▶ **The exercise**
Copy the line with "In this exercise you will spot each instance of the rolled" and all lines following it through the last line of the entries, exactly as written.
-*-*-
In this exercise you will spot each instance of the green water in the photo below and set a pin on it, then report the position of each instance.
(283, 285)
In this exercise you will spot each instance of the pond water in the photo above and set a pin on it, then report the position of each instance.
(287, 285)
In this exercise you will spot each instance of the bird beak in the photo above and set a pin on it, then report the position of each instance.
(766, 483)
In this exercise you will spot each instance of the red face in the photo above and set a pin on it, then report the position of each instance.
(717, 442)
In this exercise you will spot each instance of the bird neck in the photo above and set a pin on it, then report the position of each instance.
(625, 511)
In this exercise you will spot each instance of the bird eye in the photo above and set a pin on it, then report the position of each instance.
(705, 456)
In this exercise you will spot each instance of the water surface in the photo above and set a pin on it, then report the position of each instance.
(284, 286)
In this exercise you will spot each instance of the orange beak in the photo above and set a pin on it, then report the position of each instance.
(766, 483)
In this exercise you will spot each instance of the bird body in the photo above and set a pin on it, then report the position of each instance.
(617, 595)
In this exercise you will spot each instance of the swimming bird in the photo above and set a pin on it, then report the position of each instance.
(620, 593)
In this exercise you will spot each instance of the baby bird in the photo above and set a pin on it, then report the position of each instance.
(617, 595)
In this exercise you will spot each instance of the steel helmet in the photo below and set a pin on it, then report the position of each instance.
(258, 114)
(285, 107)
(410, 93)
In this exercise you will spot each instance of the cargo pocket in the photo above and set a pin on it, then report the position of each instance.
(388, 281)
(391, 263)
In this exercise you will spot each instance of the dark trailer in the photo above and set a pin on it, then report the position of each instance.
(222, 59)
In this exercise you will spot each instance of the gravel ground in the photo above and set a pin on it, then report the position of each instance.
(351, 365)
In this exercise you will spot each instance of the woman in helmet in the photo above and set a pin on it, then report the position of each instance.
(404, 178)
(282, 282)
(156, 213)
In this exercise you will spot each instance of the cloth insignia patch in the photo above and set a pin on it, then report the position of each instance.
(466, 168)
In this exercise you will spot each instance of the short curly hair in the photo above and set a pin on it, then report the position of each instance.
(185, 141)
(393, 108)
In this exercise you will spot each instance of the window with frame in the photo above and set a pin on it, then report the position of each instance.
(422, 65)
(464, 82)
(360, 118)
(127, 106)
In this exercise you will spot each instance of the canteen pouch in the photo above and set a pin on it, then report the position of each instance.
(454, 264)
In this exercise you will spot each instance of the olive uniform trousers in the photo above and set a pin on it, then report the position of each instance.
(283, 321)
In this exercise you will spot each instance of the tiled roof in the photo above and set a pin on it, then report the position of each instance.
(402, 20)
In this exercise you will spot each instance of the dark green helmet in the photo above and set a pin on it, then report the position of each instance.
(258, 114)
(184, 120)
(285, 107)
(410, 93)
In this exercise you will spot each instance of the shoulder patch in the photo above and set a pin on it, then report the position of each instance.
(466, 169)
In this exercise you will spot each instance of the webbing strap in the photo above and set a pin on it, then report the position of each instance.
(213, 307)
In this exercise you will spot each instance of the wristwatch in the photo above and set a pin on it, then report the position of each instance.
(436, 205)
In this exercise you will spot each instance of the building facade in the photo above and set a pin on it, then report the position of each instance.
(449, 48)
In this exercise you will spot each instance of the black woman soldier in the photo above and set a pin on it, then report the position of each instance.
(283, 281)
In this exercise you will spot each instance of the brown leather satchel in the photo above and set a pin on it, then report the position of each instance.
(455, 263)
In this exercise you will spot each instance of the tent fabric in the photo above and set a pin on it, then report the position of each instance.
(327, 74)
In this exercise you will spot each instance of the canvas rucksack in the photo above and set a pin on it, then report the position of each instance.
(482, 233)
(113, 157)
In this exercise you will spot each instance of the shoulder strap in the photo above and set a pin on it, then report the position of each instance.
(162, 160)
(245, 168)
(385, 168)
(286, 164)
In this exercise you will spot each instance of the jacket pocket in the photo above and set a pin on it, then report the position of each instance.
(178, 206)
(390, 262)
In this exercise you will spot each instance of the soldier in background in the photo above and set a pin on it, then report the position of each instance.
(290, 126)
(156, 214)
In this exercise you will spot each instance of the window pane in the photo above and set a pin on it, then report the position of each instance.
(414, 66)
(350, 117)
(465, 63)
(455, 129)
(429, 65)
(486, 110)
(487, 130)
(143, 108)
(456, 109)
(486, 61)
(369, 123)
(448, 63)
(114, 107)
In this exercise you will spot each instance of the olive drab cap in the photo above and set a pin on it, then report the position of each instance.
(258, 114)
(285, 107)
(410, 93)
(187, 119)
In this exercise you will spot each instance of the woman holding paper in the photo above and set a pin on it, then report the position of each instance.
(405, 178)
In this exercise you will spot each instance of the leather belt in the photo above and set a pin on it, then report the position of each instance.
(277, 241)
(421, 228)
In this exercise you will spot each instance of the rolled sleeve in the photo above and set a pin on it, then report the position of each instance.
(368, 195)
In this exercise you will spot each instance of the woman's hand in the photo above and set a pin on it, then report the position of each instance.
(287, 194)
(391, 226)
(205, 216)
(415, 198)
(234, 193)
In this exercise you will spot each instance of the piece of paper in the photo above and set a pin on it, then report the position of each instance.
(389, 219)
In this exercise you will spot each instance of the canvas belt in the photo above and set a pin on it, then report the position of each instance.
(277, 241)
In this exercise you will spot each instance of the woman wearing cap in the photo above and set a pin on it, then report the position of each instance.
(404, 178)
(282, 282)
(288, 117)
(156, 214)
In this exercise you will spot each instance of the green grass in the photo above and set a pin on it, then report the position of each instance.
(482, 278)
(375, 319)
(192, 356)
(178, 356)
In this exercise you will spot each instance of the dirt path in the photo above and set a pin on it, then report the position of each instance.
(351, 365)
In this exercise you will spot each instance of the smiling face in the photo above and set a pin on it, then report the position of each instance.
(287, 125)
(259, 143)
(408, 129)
-*-*-
▶ **The response**
In this exercise you will spot each instance of the rolled sleeve in the photo above and set a pin on it, then report the position of each instance.
(368, 195)
In this exercise you will spot each instance of the woman's hand in the photo above and set a pin on it, then report the position of each instance.
(287, 194)
(391, 226)
(205, 216)
(415, 198)
(234, 193)
In this exercise you will spot each instance of the piece of paper in the photo above and set a pin on it, then report the position of each instance.
(389, 219)
In this exercise you will spot each instance of the canvas belt in the photo above and set a pin on it, then report the position of each instance.
(277, 241)
In this exercise you will spot each instance of the woman wearing cap in the photo above and set a pin on it, then report the position of each instance.
(404, 178)
(282, 282)
(288, 117)
(156, 214)
In this exercise you will spot each instance of the green grass in the photo above and set a pin on it, then report the position of each instance.
(482, 278)
(375, 319)
(192, 356)
(178, 356)
In this exercise you will spot each instance of the dirt path in the photo above and set a pin on it, then report the position of each instance.
(351, 365)
In this exercise you will spot each instance of the smiling face in the photo above and set a pin on it, then report the position of each instance.
(287, 125)
(259, 143)
(408, 129)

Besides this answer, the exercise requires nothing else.